• _Exercise material_

====================

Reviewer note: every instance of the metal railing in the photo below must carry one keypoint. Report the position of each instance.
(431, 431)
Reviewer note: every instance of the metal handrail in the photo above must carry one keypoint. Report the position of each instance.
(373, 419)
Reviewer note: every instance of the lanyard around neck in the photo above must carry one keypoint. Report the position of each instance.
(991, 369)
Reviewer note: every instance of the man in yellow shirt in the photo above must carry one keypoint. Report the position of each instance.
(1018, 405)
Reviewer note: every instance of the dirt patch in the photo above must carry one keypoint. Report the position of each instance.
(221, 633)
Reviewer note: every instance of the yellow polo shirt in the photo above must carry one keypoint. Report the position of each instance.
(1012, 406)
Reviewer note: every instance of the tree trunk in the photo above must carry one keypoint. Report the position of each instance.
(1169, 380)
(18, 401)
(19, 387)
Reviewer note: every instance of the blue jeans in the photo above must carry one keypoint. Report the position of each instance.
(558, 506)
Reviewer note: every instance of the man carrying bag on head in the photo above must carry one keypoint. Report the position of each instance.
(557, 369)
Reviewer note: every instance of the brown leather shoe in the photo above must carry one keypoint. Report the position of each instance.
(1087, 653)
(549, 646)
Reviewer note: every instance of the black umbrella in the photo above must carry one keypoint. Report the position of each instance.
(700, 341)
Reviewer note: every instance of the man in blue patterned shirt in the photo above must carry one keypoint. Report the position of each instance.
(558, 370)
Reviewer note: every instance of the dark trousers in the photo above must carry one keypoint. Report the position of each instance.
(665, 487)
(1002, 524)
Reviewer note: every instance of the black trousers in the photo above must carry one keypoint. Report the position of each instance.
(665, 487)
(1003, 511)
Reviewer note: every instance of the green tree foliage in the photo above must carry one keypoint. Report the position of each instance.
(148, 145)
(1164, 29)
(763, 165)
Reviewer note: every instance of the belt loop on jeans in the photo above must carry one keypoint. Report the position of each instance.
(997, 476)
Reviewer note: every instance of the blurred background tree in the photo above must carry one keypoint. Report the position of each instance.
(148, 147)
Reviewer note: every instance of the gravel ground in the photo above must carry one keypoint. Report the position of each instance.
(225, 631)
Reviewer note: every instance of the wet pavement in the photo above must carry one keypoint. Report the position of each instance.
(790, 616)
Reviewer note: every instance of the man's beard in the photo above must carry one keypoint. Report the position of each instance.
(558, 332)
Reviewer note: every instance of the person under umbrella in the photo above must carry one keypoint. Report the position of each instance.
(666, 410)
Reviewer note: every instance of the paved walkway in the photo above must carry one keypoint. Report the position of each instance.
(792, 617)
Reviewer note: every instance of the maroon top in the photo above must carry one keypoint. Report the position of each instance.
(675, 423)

====================

• _Exercise instructions_
Turn every line of the records above into a Markdown table with the columns Row and Line. Number the rows in order and leave out any blank lines.

• _The answer_
| Row | Line |
|---|---|
| 1 | Reviewer note: every instance of the metal railing in the photo below must carry one keypoint. Report the position of each instance. |
| 2 | (431, 431) |
| 3 | Reviewer note: every instance of the metal handrail in the photo above must carry one keypoint. Report the position of each instance. |
| 4 | (373, 419) |
| 5 | Reviewer note: every instance of the lanyard around neck in the photo above must carry one keypoint. Report the position of each instance. |
| 6 | (991, 369) |
| 7 | Reviewer note: every instance of the man in yellow shirt in the photo above must carry one keypoint. Report the position of each instance. |
| 8 | (1018, 405) |
| 9 | Reviewer note: every instance of the dirt patch in the photo above must carry one keypoint. Report the position of each instance. |
| 10 | (221, 633) |
| 11 | Reviewer note: every instance of the yellow polo shirt in the photo above must carry one keypoint. Report the position of each instance. |
| 12 | (1012, 406) |
| 13 | Reviewer note: every instance of the tree trunk in the photo above must carry one keypoint. Report the position of each instance. |
| 14 | (1169, 380) |
| 15 | (18, 401) |
| 16 | (19, 387) |
| 17 | Reviewer note: every instance of the blue jeans in the photo above must carry one keypoint. Report the position of each instance. |
| 18 | (558, 506) |
| 19 | Reviewer note: every instance of the man carrying bag on head in the photo above must carry one keypoint. Report the position of each instance. |
| 20 | (557, 369) |
| 21 | Reviewer note: every instance of the brown leather shoe in the photo above must carry one keypoint. Report the position of each instance. |
| 22 | (1087, 653) |
| 23 | (549, 646) |
| 24 | Reviewer note: every instance of the black umbrella in the photo above must carry one keypoint. Report the position of each instance. |
| 25 | (700, 341) |
| 26 | Reviewer note: every instance of the man in blue patterned shirt in the photo above must carry one keypoint. Report the position of each instance. |
| 27 | (558, 370) |
| 28 | Reviewer note: every instance of the dark trousers in the photo above must carry one keypoint. Report the position of each instance. |
| 29 | (665, 487) |
| 30 | (1002, 524) |
| 31 | Reviewer note: every instance of the black trousers in the photo above must carry one keypoint. Report the position of each instance. |
| 32 | (665, 487) |
| 33 | (1003, 511) |
| 34 | Reviewer note: every instance of the green tree foliage in the photo above must carry one keypoint. Report the position of each instance. |
| 35 | (148, 145) |
| 36 | (1164, 29) |
| 37 | (763, 165) |
| 38 | Reviewer note: every instance of the belt loop on jeans in the photo above must carry one keypoint. Report the position of each instance. |
| 39 | (997, 476) |
| 40 | Reviewer note: every instance of the blurred background tree in the photo above must carry one keypoint. Report the position of each instance. |
| 41 | (148, 147) |
| 42 | Reviewer note: every instance of the gravel ground in the photo above must carry one keypoint. Report the position of each instance. |
| 43 | (225, 631) |
| 44 | Reviewer note: every instance of the wet pavement in the photo above must carry one keypoint. Report the position of each instance. |
| 45 | (790, 616) |
| 46 | Reviewer note: every instance of the man's beard in the photo above must carry one keypoint. Report the position of each instance. |
| 47 | (558, 332) |
| 48 | Reviewer note: every instance of the person under umbrella in the photo above must carry one keypoint. Report the position of each instance. |
| 49 | (666, 410) |
| 50 | Reviewer note: every instance of the paved walkway in the photo above must carry one keypoint. Report the position of each instance. |
| 51 | (792, 617) |
| 52 | Reviewer note: every instance of the maroon top in the photo above must carry one keypoint. Report the position of each instance. |
| 53 | (675, 423) |